▸ **Your goal**: Format the lines below as a JSON list of strings, starting at the line containing "For each instance of the goal net" and continuing through the final line. Use one string per line and omit any blank lines.

▸ **Record extracts**:
>>>

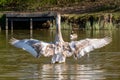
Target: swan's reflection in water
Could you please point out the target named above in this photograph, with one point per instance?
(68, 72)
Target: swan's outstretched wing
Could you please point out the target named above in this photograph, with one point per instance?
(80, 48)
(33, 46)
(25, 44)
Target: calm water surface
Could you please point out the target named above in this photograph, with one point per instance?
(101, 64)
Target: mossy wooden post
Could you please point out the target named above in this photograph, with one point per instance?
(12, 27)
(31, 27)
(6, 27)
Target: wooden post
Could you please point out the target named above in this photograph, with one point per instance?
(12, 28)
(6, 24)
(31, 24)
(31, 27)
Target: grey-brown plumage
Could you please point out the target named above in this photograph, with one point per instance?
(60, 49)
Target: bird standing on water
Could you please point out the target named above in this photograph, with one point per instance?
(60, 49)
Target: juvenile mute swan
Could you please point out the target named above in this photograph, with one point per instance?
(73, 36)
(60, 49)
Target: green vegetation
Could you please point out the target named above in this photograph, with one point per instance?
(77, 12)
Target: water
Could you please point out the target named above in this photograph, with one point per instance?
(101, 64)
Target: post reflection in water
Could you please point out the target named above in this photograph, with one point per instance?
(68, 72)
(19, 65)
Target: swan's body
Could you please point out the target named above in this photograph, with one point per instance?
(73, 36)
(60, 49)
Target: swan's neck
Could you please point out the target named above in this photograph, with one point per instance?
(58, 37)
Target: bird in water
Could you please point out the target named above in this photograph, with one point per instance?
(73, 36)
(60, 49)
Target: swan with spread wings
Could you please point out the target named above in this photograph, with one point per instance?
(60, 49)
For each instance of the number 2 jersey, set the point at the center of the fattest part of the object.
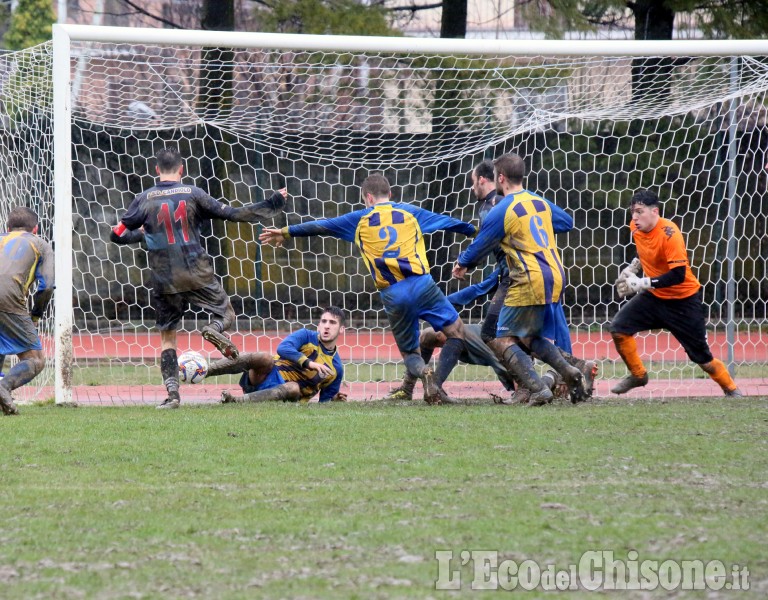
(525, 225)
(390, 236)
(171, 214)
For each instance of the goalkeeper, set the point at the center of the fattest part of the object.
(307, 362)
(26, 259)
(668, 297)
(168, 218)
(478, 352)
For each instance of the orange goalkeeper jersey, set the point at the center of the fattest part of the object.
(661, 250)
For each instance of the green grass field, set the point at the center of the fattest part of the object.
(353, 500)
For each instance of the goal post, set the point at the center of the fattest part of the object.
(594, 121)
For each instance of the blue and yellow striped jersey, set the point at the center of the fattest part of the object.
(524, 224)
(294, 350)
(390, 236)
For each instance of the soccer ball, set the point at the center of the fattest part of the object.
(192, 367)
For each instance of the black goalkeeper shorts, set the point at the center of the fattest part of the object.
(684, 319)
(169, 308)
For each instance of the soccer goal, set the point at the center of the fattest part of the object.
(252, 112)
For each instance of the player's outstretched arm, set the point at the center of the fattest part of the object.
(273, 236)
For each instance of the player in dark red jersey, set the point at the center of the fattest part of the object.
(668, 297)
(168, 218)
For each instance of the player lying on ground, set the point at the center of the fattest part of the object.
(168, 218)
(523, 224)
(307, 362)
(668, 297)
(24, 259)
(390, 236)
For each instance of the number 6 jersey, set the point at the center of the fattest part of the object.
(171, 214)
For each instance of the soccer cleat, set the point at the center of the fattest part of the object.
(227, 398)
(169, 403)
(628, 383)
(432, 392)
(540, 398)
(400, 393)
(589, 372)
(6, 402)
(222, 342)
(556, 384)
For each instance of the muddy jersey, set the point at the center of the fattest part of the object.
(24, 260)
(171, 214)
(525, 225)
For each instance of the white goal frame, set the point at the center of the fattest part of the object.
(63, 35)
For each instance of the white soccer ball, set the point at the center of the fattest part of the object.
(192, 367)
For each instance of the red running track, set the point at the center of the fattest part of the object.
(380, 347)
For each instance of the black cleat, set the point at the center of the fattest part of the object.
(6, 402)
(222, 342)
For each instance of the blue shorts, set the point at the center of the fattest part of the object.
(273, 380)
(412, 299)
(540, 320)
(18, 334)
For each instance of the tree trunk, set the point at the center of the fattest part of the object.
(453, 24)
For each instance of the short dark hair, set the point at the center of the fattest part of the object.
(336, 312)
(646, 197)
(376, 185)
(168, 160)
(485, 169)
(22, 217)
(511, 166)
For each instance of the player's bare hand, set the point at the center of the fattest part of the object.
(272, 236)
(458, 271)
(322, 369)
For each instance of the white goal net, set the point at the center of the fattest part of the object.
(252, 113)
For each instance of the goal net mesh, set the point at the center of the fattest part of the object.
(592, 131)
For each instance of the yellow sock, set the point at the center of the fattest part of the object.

<<<

▸ **Final answer**:
[
  "For each instance of the goal net mesh, set the point at the center of the fattest part of the object.",
  "(592, 131)",
  "For each instance of the yellow sock, set the point at the center of the fattest part of the object."
]